» Problem requirements
Return exactly the lines from the one that contains "formatted like [60,4]." up to the last line of the listing, and nothing else.

» Record set

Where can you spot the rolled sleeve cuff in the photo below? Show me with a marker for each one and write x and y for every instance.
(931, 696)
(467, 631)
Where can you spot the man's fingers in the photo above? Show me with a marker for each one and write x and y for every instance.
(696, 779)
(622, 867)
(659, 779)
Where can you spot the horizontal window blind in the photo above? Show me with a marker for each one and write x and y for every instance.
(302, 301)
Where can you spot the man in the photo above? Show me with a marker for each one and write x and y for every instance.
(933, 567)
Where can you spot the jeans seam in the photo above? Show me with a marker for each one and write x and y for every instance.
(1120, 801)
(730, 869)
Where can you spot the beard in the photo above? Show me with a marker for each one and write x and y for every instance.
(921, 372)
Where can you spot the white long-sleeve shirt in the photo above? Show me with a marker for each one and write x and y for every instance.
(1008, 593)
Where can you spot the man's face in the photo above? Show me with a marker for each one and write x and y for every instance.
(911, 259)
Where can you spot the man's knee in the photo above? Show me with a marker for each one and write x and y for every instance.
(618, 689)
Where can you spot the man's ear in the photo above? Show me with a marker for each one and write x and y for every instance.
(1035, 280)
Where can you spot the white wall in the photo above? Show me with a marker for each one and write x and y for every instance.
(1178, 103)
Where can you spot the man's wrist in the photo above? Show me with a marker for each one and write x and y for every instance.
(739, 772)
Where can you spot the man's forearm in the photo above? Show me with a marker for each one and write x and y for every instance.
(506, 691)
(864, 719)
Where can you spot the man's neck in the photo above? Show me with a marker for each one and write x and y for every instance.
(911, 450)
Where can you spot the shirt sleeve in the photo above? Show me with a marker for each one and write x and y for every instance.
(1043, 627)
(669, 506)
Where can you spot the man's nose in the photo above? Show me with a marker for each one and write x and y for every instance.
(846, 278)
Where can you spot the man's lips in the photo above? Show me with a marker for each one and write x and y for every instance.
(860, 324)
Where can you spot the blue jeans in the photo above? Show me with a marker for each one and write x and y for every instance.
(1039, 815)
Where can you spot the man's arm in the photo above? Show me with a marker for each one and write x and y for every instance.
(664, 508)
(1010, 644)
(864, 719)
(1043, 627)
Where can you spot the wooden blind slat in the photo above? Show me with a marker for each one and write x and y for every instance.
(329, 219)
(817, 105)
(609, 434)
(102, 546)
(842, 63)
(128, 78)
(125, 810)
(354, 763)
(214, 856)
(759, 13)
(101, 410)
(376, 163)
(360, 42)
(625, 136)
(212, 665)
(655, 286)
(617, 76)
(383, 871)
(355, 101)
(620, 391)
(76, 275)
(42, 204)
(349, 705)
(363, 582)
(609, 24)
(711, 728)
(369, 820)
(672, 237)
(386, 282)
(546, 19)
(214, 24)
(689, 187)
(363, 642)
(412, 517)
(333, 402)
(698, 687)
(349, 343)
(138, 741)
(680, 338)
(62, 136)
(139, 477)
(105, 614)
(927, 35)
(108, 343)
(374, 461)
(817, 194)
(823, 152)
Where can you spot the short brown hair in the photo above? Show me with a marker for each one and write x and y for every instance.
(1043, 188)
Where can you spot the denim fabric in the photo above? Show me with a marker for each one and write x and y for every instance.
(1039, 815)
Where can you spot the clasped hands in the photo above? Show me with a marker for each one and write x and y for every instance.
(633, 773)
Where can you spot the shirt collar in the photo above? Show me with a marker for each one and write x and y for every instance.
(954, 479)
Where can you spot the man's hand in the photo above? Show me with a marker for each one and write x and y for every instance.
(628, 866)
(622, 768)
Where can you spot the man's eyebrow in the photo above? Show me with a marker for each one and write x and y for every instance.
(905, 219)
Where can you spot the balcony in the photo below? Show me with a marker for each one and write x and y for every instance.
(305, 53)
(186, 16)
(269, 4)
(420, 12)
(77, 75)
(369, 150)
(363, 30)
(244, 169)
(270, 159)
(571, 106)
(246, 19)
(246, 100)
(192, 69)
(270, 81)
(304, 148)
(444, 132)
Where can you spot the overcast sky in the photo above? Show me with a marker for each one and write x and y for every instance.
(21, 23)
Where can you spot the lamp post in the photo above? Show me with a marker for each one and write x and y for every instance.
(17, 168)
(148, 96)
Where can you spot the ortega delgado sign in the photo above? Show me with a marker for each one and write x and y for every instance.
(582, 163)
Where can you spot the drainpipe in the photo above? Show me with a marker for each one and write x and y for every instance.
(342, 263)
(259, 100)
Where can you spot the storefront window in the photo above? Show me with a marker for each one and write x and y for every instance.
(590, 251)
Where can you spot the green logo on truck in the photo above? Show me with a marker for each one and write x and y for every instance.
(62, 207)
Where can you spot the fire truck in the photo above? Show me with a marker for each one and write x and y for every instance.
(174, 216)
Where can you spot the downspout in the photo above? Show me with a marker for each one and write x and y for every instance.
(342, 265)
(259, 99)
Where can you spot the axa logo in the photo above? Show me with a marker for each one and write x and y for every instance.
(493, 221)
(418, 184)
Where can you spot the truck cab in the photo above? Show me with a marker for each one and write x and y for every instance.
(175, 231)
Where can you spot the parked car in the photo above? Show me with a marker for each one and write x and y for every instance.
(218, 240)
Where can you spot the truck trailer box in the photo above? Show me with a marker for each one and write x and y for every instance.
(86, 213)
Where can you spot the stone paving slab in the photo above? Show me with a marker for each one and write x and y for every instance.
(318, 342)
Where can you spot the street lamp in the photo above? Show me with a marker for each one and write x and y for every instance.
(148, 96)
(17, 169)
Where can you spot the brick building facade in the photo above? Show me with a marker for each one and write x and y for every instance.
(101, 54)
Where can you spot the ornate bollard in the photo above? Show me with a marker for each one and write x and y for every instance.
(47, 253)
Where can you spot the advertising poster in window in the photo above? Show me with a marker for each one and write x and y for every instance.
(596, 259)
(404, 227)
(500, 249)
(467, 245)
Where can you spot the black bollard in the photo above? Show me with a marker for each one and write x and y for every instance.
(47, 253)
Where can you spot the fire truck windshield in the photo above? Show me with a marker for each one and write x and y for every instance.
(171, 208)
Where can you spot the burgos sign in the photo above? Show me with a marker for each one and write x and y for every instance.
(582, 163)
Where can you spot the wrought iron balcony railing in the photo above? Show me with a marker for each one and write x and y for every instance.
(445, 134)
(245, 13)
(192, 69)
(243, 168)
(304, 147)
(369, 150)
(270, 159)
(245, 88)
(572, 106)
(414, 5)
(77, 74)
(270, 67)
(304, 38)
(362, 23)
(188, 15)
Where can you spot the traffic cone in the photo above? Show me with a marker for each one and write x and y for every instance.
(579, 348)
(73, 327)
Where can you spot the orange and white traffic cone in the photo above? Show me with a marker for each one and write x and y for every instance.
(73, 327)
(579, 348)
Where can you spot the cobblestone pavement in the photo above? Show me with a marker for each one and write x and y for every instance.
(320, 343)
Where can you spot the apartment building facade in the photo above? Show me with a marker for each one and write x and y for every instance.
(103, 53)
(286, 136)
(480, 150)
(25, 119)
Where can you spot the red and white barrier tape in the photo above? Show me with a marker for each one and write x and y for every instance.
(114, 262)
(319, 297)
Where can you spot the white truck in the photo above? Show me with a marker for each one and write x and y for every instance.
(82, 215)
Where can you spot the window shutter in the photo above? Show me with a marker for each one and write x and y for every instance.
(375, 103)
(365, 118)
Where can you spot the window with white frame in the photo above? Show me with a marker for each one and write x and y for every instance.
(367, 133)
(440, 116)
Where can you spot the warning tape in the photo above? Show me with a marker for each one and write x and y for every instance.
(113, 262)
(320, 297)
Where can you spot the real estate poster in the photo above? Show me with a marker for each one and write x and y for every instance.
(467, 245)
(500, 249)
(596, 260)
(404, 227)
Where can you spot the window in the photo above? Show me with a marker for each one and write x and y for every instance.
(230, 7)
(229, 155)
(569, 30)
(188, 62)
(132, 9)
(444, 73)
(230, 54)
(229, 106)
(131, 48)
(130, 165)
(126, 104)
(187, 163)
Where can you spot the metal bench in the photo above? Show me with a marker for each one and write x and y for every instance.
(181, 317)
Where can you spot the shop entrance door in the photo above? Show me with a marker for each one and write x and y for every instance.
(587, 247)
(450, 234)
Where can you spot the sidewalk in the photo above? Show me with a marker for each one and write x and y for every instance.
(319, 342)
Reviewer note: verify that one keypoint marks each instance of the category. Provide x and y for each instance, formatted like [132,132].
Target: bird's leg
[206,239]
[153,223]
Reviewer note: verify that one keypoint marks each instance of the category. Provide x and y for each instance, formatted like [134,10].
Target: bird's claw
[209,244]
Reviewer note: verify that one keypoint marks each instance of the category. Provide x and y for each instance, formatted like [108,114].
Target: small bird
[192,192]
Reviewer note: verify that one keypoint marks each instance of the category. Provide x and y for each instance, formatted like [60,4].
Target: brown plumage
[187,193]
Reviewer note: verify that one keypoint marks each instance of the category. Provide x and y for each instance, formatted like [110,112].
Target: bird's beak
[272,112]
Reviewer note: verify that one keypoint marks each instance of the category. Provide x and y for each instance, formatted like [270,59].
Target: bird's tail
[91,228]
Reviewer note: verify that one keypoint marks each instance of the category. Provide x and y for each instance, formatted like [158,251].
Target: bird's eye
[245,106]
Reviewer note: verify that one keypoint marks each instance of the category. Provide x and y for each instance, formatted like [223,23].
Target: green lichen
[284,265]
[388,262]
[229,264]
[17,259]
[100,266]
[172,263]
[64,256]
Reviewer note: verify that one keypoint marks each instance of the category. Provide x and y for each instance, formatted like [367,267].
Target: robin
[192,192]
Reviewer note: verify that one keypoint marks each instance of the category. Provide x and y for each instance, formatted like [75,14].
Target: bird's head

» Answer space
Reviewer note: verify that one keypoint marks each instance of the category. Provide x and y for each instance, formatted like [60,4].
Target: brown plumage
[187,193]
Reviewer note: verify that one keypoint marks each instance of the category. Provide x and y for each instance, formatted like [110,112].
Target: bird's beak
[272,112]
Reviewer note: verify that one keypoint marks each instance of the category. Provide x and y for each instance, formatted like [270,59].
Target: bird's tail
[91,228]
Reviewer note: verify that one keypoint marks each instance of the category. Provide x and y for each instance, formatted like [158,251].
Target: bird's eye
[245,106]
Reviewer note: verify that one keypoint marks each instance of the category. Provide x and y for each instance, formatted like [223,23].
Target: green lichen
[284,265]
[388,262]
[229,264]
[17,259]
[100,266]
[172,263]
[64,256]
Reviewer note: verify that one keypoint marks each instance of the category. Provide x and y for each instance, formatted like [367,267].
Target: robin
[192,192]
Reviewer note: verify that one keypoint marks each instance of the category. Provide x and y for each instance, formatted like [75,14].
Target: bird's head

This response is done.